PASSAGE TO READ
◇ ◇ ◇ ◇ ◇

Forex Market Commentary for June 4, 2008 by Cornelius Luca

GFT Daily Market Commentary

The dollar surged on Tuesday after Federal Reserve Chairman Bernanke came out of the left field on Tuesday and said that policy makers are attentive to the impact of the falling dollar.  He also said that interest rates are well positioned to promote growth and stable prices, but that’s less important to traders.

Euro/dollar

The euro/dollar fell sharply on Tuesday, reversing early gains to sink to an over two-week low. It closed lower in five of the past six days and the medium-term outlook is increasingly negative.

The pair has immediate support at 1.5412, both the low on Tuesday and a Fibonacci retracement level. Further support is pegged at 1.5335. There is a distant pivot low at 1.5287.

The resistance at 1.5520 should hold if the negative outlook is correct. If not, look for a rally to 1.5565 and 1.5595. Distant resistance looms at 1.5817, but even 1.5740 is distant right now.
 
Oscillators are mixed.

NEAR-TERM: Mixed to slightly bearish   
MEDIUM-TERM: Mixed to slightly bearish
LONG-TERM: Bullish

Dollar/yen

Dollar/yen held above the 55-day moving average and the trendline support, and rallied on Tuesday for an outside day. It would be a bullish reversal if in the right position; but this is not the case, so let’s go with a trend continuation instead. Now, the 50-pip pivots at 104.40 and 105.60 have been the drivers recently, so expect them to remain in place today as well.
 
Initial support is pegged at 104.50 from a 50-point pivot, which targets 104.00 and 105.00.  Distant support comes from a 50-point pivot, which targets 102.90 and 103.90.
 
Immediate resistance is at  .60 from a 50-point pivot that targets 105.10 and 106.10.  Distant resistance is at 106.60.
 
Oscillators are mixed.

◇ ◇ ◇ ◇ ◇

WRITTEN TASK A
According to the forex commentary, at what level does the euro/dollar pair have immediate support?
The entries that follow are unrelated to the forex commentary.

RECORDS SHOWN
◇ ◇ ◇ ◇ ◇

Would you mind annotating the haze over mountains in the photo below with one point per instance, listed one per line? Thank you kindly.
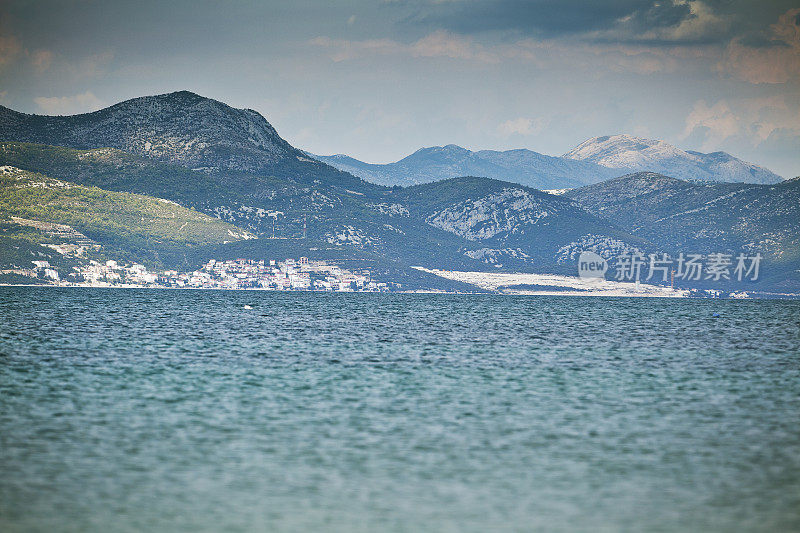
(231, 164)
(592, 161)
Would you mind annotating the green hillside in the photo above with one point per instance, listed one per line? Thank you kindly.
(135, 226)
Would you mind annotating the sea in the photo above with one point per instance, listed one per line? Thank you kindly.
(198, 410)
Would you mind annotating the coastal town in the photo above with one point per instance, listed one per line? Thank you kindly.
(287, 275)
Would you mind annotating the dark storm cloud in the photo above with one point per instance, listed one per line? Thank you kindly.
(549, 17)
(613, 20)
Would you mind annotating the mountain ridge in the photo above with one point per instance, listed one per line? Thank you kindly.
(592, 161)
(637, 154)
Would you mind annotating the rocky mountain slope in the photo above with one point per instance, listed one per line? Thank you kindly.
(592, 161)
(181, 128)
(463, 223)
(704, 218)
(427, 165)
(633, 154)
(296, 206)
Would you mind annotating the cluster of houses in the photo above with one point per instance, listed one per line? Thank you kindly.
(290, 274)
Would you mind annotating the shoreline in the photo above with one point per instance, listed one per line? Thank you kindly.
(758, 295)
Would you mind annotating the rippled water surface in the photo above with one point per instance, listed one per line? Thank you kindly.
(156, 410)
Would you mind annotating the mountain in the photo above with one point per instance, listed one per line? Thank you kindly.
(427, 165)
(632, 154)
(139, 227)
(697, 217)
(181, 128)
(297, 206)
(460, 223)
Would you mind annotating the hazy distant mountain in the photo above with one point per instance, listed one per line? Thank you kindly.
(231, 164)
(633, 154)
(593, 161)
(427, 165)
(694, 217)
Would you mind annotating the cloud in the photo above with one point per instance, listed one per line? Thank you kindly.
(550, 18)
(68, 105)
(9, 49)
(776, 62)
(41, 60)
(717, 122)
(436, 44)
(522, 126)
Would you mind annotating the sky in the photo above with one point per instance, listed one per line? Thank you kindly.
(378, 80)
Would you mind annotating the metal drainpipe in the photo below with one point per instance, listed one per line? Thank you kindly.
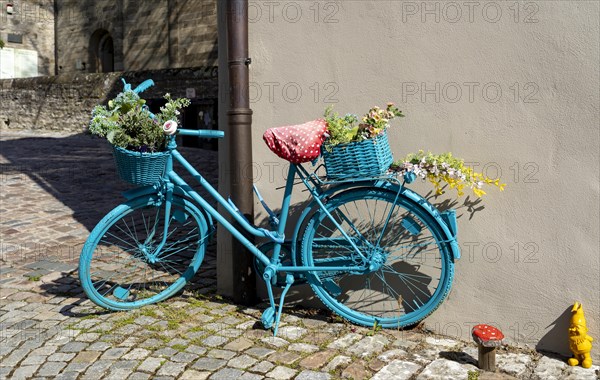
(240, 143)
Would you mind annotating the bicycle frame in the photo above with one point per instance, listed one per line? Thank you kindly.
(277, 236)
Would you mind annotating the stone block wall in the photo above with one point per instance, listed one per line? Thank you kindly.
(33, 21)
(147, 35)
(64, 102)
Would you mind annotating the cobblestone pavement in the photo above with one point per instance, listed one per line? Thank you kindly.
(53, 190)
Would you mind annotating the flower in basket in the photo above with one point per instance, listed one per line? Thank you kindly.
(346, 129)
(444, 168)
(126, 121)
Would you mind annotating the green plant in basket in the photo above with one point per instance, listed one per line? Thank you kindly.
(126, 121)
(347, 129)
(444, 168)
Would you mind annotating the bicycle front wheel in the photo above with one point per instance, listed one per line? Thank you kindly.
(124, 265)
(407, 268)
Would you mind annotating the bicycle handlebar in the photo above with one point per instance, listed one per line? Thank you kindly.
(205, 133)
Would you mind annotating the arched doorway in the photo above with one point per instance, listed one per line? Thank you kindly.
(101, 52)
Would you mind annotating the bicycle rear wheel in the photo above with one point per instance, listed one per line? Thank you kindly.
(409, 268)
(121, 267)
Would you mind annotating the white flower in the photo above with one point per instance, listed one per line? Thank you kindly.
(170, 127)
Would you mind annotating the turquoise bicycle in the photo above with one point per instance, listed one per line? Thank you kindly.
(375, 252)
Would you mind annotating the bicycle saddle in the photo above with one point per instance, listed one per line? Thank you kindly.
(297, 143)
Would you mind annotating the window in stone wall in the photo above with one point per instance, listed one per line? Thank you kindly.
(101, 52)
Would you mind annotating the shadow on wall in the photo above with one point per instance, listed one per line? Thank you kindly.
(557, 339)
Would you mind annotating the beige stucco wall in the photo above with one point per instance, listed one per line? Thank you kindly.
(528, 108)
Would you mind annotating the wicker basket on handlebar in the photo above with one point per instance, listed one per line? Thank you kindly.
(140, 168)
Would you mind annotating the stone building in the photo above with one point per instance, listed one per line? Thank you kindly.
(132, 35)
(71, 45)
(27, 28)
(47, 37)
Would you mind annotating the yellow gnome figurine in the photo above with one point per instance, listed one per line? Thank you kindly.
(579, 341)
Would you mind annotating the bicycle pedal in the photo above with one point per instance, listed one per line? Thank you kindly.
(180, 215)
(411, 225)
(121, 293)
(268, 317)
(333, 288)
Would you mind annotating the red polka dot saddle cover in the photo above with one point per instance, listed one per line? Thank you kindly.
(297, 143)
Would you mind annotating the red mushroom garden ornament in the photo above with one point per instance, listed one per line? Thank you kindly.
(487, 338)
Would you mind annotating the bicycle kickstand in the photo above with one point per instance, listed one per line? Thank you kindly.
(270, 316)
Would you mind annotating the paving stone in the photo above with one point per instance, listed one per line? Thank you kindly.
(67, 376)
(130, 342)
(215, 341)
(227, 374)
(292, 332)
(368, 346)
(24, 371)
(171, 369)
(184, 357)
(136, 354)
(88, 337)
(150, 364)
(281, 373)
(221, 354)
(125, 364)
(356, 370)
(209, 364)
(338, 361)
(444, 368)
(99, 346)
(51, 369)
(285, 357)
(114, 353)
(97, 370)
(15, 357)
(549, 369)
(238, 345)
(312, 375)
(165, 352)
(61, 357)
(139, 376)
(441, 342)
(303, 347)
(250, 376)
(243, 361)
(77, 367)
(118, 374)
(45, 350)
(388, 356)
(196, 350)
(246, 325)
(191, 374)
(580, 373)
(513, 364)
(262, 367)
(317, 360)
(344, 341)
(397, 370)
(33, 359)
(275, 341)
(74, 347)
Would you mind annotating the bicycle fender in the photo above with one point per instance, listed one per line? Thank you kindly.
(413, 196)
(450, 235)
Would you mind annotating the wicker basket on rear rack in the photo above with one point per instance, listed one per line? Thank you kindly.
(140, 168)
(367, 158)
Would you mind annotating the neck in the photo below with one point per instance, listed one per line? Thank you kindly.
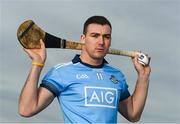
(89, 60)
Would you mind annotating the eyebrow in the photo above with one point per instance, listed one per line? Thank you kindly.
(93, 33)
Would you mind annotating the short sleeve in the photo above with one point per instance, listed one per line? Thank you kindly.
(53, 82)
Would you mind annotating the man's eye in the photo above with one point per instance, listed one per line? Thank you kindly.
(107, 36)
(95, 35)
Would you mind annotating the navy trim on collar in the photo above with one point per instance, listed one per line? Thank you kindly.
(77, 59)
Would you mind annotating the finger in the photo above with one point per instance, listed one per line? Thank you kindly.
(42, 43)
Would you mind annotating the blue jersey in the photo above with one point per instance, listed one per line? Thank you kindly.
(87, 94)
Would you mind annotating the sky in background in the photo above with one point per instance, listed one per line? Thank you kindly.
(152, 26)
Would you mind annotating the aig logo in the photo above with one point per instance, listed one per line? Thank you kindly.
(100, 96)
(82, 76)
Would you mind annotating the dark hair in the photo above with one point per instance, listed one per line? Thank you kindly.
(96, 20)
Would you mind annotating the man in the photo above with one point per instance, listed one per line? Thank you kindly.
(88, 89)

◇ ◇ ◇ ◇ ◇

WRITTEN TASK B
Tally the lines in the entries that contain the string "saddle", matching case exactly, and give only the number.

COMPLETE OUTPUT A
1.5412

COMPLETE OUTPUT B
2